Copy every line of the records below word for word, leaving out the pictures.

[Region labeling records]
____
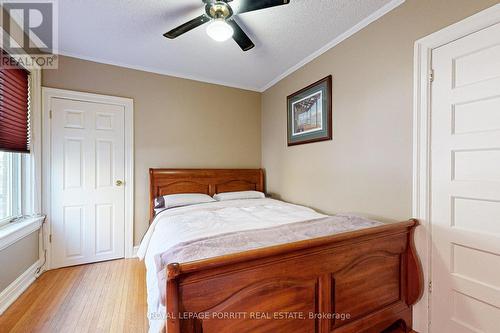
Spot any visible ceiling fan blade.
[227,20,255,51]
[237,0,290,14]
[163,14,210,39]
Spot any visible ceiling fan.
[163,0,290,51]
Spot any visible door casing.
[42,87,135,270]
[412,4,500,333]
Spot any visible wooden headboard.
[149,169,264,222]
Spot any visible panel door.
[51,98,125,268]
[431,24,500,333]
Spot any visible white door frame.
[412,4,500,333]
[42,87,134,269]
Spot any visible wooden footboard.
[166,220,423,333]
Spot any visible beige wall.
[42,57,261,244]
[262,0,498,220]
[0,232,38,293]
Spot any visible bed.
[139,169,423,333]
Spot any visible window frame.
[0,54,42,229]
[0,152,25,227]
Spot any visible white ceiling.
[59,0,404,91]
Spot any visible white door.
[431,24,500,333]
[50,98,125,268]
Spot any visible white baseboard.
[0,260,41,315]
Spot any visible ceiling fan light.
[207,19,234,42]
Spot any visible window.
[0,151,22,225]
[0,49,30,226]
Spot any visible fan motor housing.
[205,1,233,19]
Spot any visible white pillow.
[214,191,266,201]
[163,193,215,209]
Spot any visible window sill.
[0,216,45,251]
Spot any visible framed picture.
[287,75,332,146]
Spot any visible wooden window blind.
[0,50,30,153]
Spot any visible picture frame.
[287,75,333,147]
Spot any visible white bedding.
[137,199,326,333]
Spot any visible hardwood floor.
____
WRITTEN ANSWER:
Spot any visible ceiling fan blade.
[227,20,255,51]
[237,0,290,14]
[163,14,210,39]
Spot any visible ceiling fan.
[163,0,290,51]
Spot any visible door casing.
[42,87,135,270]
[412,4,500,333]
Spot any visible wooden headboard.
[149,169,264,222]
Spot any visible panel door.
[51,98,125,268]
[431,24,500,333]
Spot any visible white door frame.
[412,4,500,333]
[42,87,134,269]
Spot any visible wooden footboard.
[166,220,423,333]
Spot any visible beige wall.
[42,57,261,244]
[262,0,498,220]
[0,232,38,293]
Spot any visible bed.
[139,169,423,333]
Spot any visible window frame.
[0,54,42,229]
[0,152,25,227]
Spot any visible white ceiling.
[59,0,404,91]
Spot any visible white door.
[431,24,500,333]
[50,98,125,268]
Spot any visible white baseboard.
[0,260,41,315]
Spot any visible ceiling fan light.
[207,19,234,42]
Spot any visible window.
[0,151,22,225]
[0,49,30,226]
Spot any visible fan motor housing.
[205,1,233,19]
Spot any visible white pillow.
[214,191,266,201]
[163,193,215,209]
Spot any visible window sill.
[0,216,45,251]
Spot any visible framed picture.
[287,75,332,146]
Spot any visible wooden window blind.
[0,50,30,153]
Spot any visible picture frame.
[287,75,333,147]
Spot any visible white bedding.
[137,199,326,333]
Spot any visible hardwood floor.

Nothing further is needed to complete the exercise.